++++ Input records

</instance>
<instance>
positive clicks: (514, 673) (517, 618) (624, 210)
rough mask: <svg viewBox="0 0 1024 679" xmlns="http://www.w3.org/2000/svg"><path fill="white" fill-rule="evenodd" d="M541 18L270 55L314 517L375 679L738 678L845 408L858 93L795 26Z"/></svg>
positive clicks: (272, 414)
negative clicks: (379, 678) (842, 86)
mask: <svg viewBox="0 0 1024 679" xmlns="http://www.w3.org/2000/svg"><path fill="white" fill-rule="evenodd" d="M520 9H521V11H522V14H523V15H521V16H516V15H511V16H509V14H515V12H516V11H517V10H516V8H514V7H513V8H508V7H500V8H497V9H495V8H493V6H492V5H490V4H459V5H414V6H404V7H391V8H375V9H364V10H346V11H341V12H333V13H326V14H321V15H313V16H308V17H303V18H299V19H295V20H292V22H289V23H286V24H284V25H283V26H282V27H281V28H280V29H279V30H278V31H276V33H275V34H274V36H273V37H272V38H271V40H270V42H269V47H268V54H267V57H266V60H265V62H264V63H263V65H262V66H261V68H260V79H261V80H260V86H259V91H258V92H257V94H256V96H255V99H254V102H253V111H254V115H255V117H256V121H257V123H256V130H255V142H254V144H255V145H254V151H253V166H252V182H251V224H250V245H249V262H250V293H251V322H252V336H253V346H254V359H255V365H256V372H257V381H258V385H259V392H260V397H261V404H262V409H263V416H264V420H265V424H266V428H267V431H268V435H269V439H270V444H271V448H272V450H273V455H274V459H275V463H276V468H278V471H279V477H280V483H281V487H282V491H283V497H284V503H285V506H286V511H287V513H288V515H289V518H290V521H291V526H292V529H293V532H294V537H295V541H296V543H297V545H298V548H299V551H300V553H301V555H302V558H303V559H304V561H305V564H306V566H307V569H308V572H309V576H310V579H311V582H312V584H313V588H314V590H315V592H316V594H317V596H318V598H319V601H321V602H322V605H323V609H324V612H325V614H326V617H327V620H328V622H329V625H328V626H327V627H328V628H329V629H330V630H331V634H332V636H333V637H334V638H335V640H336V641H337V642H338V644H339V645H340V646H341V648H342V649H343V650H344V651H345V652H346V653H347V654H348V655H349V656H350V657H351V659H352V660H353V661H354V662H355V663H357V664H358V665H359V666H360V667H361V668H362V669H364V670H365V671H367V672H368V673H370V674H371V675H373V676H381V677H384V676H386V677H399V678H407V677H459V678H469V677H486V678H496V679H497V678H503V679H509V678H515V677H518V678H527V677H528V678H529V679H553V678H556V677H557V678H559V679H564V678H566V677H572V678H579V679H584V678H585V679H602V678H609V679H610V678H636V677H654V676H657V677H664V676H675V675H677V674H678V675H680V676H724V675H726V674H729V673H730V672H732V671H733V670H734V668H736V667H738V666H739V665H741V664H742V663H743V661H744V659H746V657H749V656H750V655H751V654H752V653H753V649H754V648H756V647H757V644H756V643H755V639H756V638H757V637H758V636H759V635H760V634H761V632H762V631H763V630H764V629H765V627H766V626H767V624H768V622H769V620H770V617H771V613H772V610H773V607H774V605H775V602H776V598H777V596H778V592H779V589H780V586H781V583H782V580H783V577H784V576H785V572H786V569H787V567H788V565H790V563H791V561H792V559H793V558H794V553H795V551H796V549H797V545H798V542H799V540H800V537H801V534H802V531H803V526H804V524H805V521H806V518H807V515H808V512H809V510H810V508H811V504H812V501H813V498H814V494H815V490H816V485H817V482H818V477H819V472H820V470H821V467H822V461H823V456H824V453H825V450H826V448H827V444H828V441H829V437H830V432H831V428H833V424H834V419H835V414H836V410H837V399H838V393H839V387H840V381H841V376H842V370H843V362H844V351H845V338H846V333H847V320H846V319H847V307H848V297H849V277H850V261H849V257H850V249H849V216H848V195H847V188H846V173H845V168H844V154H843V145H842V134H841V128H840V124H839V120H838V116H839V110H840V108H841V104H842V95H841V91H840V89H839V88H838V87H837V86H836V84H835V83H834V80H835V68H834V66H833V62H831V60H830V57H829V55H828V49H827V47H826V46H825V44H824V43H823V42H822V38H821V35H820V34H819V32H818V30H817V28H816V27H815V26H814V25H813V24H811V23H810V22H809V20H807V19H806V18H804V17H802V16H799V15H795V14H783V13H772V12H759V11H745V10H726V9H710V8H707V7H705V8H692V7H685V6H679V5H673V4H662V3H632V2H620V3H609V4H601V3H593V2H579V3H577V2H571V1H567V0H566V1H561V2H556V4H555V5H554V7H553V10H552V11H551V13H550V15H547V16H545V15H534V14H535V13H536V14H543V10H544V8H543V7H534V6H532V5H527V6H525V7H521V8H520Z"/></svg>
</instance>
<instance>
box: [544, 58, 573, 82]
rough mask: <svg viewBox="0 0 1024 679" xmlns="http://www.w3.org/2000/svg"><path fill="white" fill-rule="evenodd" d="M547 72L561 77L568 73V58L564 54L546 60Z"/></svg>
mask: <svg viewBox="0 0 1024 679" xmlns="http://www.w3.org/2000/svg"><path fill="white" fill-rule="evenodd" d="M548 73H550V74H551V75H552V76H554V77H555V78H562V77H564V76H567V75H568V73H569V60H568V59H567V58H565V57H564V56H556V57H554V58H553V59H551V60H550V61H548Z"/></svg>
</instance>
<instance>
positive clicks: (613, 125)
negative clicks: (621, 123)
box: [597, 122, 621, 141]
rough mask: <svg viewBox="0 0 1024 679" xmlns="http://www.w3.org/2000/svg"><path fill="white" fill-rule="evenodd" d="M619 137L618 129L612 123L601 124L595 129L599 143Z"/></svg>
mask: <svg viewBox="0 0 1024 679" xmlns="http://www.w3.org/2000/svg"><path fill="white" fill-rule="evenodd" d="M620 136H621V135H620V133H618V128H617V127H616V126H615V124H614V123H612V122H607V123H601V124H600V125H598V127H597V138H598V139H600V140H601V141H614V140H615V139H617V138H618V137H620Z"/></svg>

++++++++

__Description of the task__: Write out all of the items above once more, reproducing every line without alteration.

__Answer box__:
</instance>
<instance>
positive clicks: (514, 673) (517, 618) (624, 210)
rough mask: <svg viewBox="0 0 1024 679" xmlns="http://www.w3.org/2000/svg"><path fill="white" fill-rule="evenodd" d="M541 18L270 55L314 517L375 679L738 678L845 408L858 93L795 26Z"/></svg>
positive clicks: (272, 414)
negative clicks: (379, 678) (842, 86)
mask: <svg viewBox="0 0 1024 679" xmlns="http://www.w3.org/2000/svg"><path fill="white" fill-rule="evenodd" d="M520 9H521V11H522V14H523V15H521V16H516V15H511V16H509V14H515V12H516V11H517V10H516V8H514V7H513V8H508V7H500V8H497V9H495V8H493V6H492V5H490V4H459V5H414V6H404V7H391V8H375V9H364V10H346V11H341V12H333V13H326V14H321V15H313V16H308V17H303V18H299V19H295V20H292V22H289V23H286V24H284V25H283V26H282V27H281V28H280V29H279V30H278V31H276V33H275V34H274V36H273V37H272V38H271V40H270V42H269V47H268V54H267V57H266V60H265V62H264V63H263V65H262V66H261V68H260V79H261V80H260V86H259V91H258V92H257V94H256V96H255V99H254V102H253V111H254V115H255V117H256V121H257V123H256V130H255V142H254V144H255V145H254V151H253V166H252V182H251V224H250V245H249V262H250V293H251V322H252V336H253V346H254V359H255V365H256V372H257V381H258V385H259V392H260V397H261V404H262V409H263V416H264V420H265V424H266V428H267V431H268V435H269V439H270V444H271V448H272V450H273V455H274V459H275V463H276V468H278V471H279V477H280V483H281V487H282V491H283V497H284V503H285V506H286V511H287V513H288V515H289V518H290V521H291V526H292V529H293V532H294V537H295V541H296V543H297V545H298V548H299V551H300V553H301V555H302V558H303V559H304V561H305V564H306V566H307V569H308V572H309V576H310V579H311V582H312V584H313V588H314V590H315V592H316V594H317V596H318V598H319V601H321V602H322V605H323V609H324V612H325V614H326V617H327V620H328V622H329V625H328V626H327V627H328V628H329V629H330V630H331V634H332V636H333V637H334V638H335V640H336V641H337V642H338V644H339V645H340V646H341V648H342V649H343V650H344V651H345V652H346V653H347V654H348V655H349V656H350V657H351V659H352V660H353V661H354V662H355V663H357V664H358V665H359V666H360V667H361V668H362V669H364V670H365V671H367V672H368V673H370V674H371V675H373V676H381V677H384V676H386V677H399V678H407V677H459V678H469V677H486V678H496V679H497V678H503V679H509V678H515V677H518V678H527V677H528V678H529V679H553V678H556V677H557V678H559V679H564V678H566V677H572V678H579V679H584V678H585V679H602V678H609V679H610V678H636V677H654V676H657V677H664V676H675V675H677V674H678V675H680V676H724V675H726V674H729V673H730V672H732V671H733V670H734V668H736V667H738V666H739V665H741V664H742V663H743V661H744V659H746V657H749V656H750V655H751V654H752V653H753V649H754V648H756V647H757V644H756V643H755V639H756V638H757V637H758V636H759V635H760V634H761V632H762V631H763V630H764V629H765V627H766V626H767V624H768V622H769V620H770V617H771V613H772V610H773V607H774V605H775V602H776V598H777V596H778V592H779V589H780V586H781V583H782V580H783V577H784V576H785V572H786V569H787V567H788V565H790V563H791V561H792V559H793V558H794V553H795V551H796V549H797V545H798V542H799V540H800V537H801V534H802V531H803V526H804V524H805V521H806V518H807V515H808V512H809V510H810V508H811V504H812V501H813V498H814V494H815V490H816V485H817V482H818V477H819V472H820V470H821V467H822V461H823V456H824V453H825V450H826V448H827V444H828V441H829V437H830V432H831V428H833V424H834V419H835V414H836V410H837V399H838V393H839V387H840V381H841V376H842V370H843V362H844V351H845V338H846V333H847V320H846V319H847V307H848V297H849V277H850V261H849V257H850V249H849V216H848V195H847V188H846V173H845V168H844V154H843V145H842V134H841V128H840V124H839V120H838V116H839V110H840V108H841V104H842V95H841V91H840V89H839V88H838V87H837V86H836V84H835V83H834V80H835V68H834V66H833V62H831V60H830V57H829V55H828V49H827V47H826V46H825V44H824V43H823V42H822V38H821V35H820V34H819V32H818V30H817V28H816V27H815V26H814V25H813V24H811V23H810V22H809V20H807V19H806V18H804V17H802V16H799V15H795V14H783V13H772V12H759V11H745V10H726V9H710V8H707V7H705V8H692V7H685V6H679V5H673V4H662V3H632V2H620V3H609V4H601V3H593V2H579V3H577V2H571V1H567V0H566V1H561V2H556V4H555V5H554V7H553V10H552V11H551V13H550V15H547V16H545V15H534V14H535V13H536V14H543V10H544V8H543V7H534V6H532V5H527V6H525V7H521V8H520Z"/></svg>
</instance>
<instance>
box: [544, 58, 573, 82]
rough mask: <svg viewBox="0 0 1024 679" xmlns="http://www.w3.org/2000/svg"><path fill="white" fill-rule="evenodd" d="M547 72L561 77L568 73V58L564 54L546 60Z"/></svg>
mask: <svg viewBox="0 0 1024 679" xmlns="http://www.w3.org/2000/svg"><path fill="white" fill-rule="evenodd" d="M548 73H550V74H551V75H552V76H554V77H555V78H562V77H564V76H567V75H568V73H569V60H568V59H567V58H565V57H564V56H556V57H554V58H553V59H551V60H550V61H548Z"/></svg>
</instance>
<instance>
positive clicks: (613, 125)
negative clicks: (621, 123)
box: [597, 122, 621, 141]
rough mask: <svg viewBox="0 0 1024 679" xmlns="http://www.w3.org/2000/svg"><path fill="white" fill-rule="evenodd" d="M619 137L618 129L612 123L601 124L595 129L599 143Z"/></svg>
mask: <svg viewBox="0 0 1024 679" xmlns="http://www.w3.org/2000/svg"><path fill="white" fill-rule="evenodd" d="M620 136H621V135H620V133H618V128H617V127H616V126H615V124H614V123H612V122H607V123H601V124H600V125H598V127H597V138H598V139H600V140H601V141H614V140H615V139H617V138H618V137H620Z"/></svg>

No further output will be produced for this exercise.